▸ AIM: Copy out the part of the records that begins with the line containing "Kindly segment every instance of the foliage" and ends with the line containing "[[[896,13],[4,5],[6,946],[1259,947],[1268,19]]]", both lines included.

◇ ◇ ◇ ◇

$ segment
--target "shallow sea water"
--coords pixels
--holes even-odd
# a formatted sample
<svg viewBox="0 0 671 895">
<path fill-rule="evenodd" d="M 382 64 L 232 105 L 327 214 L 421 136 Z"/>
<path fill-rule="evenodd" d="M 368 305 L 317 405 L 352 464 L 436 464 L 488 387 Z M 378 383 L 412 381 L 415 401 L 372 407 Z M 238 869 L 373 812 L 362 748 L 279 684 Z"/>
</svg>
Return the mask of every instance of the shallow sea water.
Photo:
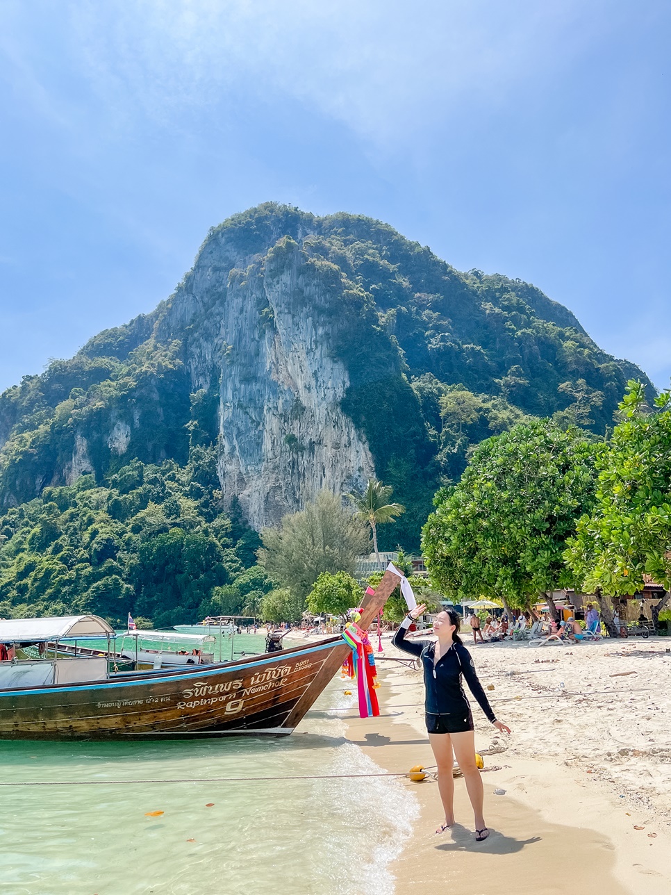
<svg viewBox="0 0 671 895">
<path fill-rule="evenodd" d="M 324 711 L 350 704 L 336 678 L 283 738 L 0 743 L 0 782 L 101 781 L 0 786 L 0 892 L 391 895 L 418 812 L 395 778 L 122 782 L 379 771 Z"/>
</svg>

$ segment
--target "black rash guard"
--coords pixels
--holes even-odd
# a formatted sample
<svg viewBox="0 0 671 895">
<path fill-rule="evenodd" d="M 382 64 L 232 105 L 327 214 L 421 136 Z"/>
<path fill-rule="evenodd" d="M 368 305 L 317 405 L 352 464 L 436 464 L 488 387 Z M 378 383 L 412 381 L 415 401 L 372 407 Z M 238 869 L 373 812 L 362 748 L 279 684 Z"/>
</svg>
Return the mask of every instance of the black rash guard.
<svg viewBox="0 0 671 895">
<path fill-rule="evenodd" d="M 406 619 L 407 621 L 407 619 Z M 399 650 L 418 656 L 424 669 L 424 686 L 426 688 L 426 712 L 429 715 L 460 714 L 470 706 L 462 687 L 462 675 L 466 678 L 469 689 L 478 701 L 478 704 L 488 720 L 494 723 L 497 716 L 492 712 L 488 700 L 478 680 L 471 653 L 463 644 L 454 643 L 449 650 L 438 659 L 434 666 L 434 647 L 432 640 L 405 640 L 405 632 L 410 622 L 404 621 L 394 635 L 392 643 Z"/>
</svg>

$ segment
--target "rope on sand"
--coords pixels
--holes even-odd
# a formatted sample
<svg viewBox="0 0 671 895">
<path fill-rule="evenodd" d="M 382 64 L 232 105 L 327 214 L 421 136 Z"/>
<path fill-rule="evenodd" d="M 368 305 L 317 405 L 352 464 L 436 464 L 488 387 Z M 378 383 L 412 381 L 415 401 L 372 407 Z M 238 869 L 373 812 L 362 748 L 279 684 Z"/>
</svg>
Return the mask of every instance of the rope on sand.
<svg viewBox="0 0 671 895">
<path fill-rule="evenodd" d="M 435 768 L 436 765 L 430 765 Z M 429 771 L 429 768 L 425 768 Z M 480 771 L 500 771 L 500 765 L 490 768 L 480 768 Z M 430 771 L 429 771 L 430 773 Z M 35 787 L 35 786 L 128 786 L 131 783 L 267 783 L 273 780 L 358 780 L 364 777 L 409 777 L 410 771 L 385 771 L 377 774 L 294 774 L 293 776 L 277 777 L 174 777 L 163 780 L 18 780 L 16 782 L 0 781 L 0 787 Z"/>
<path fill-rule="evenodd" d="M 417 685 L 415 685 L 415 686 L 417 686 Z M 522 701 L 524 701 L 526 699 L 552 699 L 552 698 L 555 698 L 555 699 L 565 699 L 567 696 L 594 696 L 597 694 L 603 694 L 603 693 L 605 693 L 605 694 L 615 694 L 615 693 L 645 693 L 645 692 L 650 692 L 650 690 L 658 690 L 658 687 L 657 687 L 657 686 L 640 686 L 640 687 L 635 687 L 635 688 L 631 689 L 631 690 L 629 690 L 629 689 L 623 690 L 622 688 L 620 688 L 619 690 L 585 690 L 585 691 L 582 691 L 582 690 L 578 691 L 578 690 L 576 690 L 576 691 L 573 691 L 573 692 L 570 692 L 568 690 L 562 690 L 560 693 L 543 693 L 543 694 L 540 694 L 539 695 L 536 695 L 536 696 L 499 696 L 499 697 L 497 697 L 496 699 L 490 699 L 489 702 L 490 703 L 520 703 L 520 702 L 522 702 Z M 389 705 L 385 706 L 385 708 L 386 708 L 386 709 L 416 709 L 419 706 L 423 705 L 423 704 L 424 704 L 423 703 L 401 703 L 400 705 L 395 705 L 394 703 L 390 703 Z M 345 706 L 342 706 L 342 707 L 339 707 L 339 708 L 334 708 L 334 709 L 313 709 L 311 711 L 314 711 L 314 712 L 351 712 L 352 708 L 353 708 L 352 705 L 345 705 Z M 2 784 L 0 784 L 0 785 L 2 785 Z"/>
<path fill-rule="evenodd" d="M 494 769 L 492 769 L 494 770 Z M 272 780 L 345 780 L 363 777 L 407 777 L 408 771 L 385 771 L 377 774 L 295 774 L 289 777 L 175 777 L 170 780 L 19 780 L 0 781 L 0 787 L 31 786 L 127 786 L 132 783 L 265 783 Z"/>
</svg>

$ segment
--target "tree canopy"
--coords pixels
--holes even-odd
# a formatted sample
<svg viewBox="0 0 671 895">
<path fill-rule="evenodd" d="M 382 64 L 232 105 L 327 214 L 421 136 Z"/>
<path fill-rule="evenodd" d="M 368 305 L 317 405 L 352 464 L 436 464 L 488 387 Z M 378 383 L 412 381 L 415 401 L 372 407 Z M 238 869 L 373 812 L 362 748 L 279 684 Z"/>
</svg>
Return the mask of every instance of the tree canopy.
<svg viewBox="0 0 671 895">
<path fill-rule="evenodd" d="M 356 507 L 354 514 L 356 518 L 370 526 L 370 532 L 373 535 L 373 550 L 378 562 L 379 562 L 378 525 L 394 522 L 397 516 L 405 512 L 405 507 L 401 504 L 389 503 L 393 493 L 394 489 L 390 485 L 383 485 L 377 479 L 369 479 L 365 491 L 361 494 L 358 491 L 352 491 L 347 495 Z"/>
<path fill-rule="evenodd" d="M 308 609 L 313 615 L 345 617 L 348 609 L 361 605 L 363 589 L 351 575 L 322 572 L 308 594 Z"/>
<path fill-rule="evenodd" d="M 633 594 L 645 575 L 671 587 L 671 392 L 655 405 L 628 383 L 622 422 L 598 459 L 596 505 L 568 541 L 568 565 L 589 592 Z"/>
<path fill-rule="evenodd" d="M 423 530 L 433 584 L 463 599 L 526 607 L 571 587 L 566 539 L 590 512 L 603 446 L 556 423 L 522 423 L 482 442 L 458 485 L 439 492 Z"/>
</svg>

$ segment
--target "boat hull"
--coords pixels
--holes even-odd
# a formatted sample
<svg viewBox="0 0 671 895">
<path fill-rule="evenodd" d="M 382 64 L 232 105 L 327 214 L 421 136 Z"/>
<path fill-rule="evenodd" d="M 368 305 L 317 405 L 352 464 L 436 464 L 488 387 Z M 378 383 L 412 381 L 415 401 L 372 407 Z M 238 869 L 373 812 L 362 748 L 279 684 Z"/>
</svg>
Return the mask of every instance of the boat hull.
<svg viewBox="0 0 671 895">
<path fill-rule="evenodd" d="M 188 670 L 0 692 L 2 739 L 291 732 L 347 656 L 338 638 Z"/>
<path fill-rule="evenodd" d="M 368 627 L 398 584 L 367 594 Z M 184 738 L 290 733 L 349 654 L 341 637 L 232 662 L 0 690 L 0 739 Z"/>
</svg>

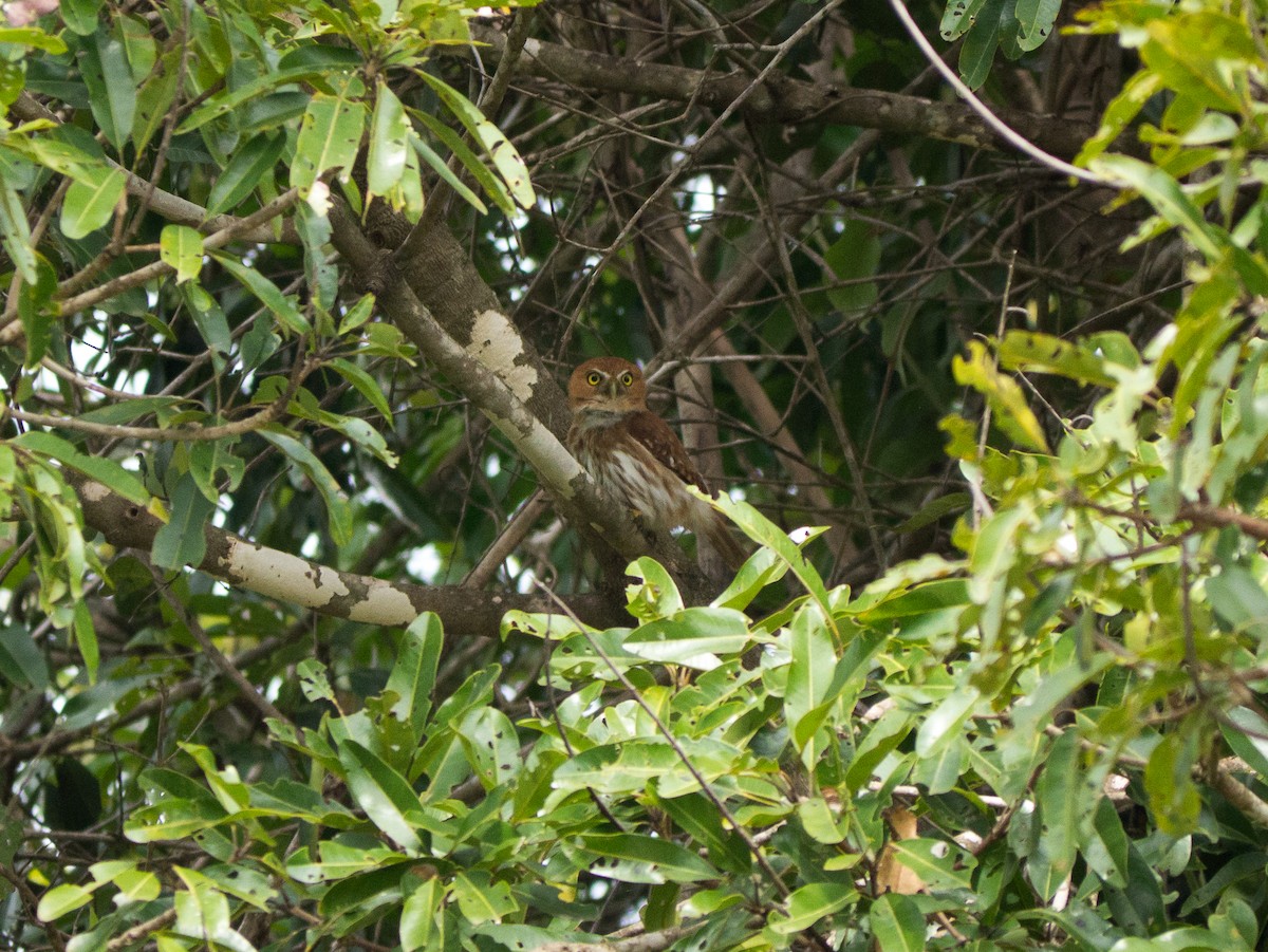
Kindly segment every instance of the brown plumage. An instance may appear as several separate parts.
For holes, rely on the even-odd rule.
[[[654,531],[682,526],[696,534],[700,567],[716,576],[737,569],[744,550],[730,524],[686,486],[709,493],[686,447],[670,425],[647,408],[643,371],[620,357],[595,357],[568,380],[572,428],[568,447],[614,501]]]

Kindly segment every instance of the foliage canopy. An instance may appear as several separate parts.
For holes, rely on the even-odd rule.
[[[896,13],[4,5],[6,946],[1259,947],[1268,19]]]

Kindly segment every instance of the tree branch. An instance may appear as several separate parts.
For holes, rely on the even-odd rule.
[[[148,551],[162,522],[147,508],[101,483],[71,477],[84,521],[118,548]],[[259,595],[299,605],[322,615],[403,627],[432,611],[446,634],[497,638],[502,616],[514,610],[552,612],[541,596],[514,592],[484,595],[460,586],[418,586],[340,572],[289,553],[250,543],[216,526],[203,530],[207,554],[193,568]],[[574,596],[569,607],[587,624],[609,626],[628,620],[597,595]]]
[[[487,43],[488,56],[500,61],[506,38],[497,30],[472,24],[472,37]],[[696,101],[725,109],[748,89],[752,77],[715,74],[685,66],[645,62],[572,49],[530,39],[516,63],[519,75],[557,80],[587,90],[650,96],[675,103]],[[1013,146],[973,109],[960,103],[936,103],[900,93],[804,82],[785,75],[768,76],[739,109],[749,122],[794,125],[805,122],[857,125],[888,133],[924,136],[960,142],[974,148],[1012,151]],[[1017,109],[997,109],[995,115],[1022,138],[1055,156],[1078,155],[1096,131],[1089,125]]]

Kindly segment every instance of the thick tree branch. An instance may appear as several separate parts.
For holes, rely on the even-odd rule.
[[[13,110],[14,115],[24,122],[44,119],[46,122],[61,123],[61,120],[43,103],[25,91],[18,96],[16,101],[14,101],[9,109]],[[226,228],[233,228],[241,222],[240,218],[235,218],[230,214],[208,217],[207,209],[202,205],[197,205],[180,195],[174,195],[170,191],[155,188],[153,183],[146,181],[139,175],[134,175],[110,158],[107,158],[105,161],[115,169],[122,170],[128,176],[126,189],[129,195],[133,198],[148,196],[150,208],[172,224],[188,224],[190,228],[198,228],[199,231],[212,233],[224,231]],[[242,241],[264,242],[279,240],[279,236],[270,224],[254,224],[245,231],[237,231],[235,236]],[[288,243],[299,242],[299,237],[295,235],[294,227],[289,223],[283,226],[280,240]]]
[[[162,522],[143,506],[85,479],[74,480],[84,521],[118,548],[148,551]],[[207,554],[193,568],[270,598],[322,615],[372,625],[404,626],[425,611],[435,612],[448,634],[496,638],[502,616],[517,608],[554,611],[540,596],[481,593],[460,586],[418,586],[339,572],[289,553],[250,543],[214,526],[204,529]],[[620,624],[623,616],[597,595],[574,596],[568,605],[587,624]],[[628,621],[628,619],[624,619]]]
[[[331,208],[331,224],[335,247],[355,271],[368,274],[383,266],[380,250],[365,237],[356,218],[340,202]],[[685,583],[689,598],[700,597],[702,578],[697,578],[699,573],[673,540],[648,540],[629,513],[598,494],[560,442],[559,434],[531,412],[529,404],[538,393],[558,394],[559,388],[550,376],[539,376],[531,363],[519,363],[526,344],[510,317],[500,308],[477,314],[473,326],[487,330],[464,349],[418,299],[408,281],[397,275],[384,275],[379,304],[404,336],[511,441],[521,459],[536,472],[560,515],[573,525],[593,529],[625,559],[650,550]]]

◇ ◇ ◇ ◇

▸ FINAL RESULT:
Kindly segment every instance of the foliage canopy. An instance may appear as several separate parts.
For holes, rely on the even-odd rule.
[[[896,13],[4,5],[6,946],[1259,947],[1268,19]]]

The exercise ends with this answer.